#### Aim
Copy the material word for word, from its first line up to and including the line containing "<point>916,197</point>".

Coordinate annotation entries:
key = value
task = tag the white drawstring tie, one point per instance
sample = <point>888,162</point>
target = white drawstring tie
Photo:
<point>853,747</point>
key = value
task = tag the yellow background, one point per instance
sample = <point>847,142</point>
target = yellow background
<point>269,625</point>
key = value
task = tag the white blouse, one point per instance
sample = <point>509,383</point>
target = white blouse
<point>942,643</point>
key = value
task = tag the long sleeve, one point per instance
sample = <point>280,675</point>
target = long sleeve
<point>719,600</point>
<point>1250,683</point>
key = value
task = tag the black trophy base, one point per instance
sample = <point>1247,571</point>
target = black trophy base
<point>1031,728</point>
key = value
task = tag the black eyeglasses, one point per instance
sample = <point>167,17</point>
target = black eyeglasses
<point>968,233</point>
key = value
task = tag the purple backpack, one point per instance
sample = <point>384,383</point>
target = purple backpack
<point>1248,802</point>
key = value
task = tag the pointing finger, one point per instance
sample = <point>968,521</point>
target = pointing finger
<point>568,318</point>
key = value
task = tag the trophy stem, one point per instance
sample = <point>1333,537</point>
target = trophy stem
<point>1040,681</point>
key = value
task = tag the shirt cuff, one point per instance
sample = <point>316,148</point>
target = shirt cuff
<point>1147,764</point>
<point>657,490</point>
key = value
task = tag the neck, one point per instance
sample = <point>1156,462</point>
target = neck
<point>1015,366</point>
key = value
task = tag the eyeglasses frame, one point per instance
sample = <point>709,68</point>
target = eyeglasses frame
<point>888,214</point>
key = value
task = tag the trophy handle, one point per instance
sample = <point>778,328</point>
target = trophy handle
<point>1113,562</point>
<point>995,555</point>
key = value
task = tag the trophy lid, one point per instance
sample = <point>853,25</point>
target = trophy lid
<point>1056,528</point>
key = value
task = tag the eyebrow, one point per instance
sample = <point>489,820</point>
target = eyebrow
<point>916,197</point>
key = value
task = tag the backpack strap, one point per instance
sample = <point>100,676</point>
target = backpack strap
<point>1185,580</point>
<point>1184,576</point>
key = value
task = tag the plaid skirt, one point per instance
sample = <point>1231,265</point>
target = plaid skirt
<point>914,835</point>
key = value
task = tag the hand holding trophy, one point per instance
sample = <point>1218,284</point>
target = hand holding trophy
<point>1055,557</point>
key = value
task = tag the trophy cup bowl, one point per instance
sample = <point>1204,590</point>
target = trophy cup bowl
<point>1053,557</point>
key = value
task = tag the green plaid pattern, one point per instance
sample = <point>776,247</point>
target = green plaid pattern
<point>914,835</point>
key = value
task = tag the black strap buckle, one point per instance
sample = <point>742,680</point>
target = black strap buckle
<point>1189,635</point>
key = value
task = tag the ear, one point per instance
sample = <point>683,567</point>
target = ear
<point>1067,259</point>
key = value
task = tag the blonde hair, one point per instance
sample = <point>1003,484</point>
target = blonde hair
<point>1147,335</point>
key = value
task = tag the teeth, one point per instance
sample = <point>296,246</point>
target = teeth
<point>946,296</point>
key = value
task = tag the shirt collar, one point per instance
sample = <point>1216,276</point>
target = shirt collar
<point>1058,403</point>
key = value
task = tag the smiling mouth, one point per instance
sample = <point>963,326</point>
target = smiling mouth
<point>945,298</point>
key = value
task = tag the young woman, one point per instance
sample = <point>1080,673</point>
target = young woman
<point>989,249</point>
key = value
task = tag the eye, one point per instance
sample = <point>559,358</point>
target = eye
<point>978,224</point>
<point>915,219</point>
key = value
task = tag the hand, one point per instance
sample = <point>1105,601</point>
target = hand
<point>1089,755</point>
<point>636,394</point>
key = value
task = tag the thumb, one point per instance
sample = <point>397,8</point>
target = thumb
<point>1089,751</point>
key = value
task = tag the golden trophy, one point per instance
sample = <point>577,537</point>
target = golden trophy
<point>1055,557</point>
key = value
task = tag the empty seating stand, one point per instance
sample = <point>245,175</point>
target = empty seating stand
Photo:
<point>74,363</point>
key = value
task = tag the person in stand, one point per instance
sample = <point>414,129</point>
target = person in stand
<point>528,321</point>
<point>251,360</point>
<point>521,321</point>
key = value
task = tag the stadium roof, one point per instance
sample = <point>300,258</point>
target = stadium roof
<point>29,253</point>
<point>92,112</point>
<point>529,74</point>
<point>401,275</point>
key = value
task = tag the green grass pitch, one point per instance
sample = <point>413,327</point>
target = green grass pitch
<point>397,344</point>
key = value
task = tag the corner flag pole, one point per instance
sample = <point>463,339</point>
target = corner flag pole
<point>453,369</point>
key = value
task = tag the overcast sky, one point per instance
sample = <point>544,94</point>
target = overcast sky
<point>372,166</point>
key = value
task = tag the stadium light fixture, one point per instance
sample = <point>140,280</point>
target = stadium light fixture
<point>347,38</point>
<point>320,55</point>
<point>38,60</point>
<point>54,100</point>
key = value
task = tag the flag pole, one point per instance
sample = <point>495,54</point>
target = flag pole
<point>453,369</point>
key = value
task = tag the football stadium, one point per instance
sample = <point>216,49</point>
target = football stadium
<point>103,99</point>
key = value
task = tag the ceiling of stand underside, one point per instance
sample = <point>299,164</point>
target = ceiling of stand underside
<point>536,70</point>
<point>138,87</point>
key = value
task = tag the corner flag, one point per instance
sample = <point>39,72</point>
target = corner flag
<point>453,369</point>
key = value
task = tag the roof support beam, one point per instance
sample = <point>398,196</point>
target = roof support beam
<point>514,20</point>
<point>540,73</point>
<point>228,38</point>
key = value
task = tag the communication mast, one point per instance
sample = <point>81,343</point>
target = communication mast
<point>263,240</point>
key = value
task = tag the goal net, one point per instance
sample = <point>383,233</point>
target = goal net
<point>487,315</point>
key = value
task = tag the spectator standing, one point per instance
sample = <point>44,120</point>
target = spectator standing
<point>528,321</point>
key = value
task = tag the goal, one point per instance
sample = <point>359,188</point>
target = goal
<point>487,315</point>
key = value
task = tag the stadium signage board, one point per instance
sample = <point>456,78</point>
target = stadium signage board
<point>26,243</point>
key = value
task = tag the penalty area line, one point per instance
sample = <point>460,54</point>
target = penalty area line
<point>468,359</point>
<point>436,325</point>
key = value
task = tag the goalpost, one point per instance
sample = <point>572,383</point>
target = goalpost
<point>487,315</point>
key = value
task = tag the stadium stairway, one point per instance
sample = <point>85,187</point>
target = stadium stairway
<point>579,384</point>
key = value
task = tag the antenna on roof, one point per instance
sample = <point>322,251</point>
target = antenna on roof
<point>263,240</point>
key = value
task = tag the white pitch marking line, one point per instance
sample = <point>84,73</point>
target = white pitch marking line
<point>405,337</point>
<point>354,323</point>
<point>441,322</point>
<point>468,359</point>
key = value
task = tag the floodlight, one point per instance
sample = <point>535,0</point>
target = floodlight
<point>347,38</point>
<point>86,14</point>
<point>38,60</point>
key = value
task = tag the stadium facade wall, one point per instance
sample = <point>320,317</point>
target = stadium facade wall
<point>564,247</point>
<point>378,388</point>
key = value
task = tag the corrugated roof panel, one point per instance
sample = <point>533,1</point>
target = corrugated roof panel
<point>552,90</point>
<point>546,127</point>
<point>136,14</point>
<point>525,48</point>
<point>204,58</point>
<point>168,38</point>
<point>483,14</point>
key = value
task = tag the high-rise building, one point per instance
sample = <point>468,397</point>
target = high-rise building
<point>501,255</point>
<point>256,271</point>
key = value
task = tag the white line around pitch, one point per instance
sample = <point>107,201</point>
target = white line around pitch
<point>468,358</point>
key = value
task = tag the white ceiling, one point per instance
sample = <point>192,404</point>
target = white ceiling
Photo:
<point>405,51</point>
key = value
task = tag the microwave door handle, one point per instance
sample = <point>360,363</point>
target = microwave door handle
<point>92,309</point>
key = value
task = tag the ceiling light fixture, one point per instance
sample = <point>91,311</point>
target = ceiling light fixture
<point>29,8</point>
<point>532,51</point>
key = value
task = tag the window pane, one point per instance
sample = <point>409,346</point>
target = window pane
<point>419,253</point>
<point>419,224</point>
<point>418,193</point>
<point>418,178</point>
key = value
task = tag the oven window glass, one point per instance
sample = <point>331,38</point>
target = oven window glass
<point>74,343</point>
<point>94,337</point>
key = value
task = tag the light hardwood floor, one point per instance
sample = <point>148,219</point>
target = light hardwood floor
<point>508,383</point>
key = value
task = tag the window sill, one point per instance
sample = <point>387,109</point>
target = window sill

#### Problem solution
key = value
task = tag the white drawstring tie, one point per instance
sample = <point>888,162</point>
target = white drawstring tie
Photo:
<point>853,747</point>
key = value
task = tag the yellow background, one point per instance
sample = <point>847,142</point>
target = yellow background
<point>269,625</point>
key = value
task = tag the white blouse, one point per instance
sample = <point>509,383</point>
target = white blouse
<point>942,643</point>
key = value
task = tag the long sleeve, one point per instance
sample = <point>280,675</point>
target = long sleeve
<point>719,600</point>
<point>1250,683</point>
key = value
task = tag the black trophy base, one point per instance
sample = <point>1247,571</point>
target = black trophy base
<point>1031,728</point>
key = value
task = tag the black eyeglasses, one point per instance
sample = <point>167,17</point>
target = black eyeglasses
<point>968,233</point>
key = value
task = tag the purple backpack, one point per instance
sample = <point>384,383</point>
target = purple backpack
<point>1248,802</point>
key = value
task = tag the pointing finger, one point per instance
sample = <point>968,521</point>
target = pointing finger
<point>568,318</point>
key = value
task = tag the trophy stem, one point per instance
sample = <point>1333,537</point>
target = trophy stem
<point>1040,681</point>
key = value
task = tag the shirt cuff, one point per instance
sample = <point>316,148</point>
target = shirt cuff
<point>1147,764</point>
<point>657,490</point>
key = value
task = tag the neck, one point per instance
sample = <point>1156,462</point>
target = neck
<point>1015,366</point>
key = value
task = tag the eyeglasses frame, one point per instance
sample = <point>709,68</point>
target = eyeglasses frame
<point>888,214</point>
key = value
task = tag the trophy handle, one point per instance
sample = <point>778,328</point>
target = trophy handle
<point>1113,562</point>
<point>995,555</point>
key = value
task = tag the trophy lid, one point per instance
sample = <point>853,25</point>
target = trophy lid
<point>1056,528</point>
key = value
task = tag the eyebrow, one point per instance
sample = <point>489,820</point>
target = eyebrow
<point>916,197</point>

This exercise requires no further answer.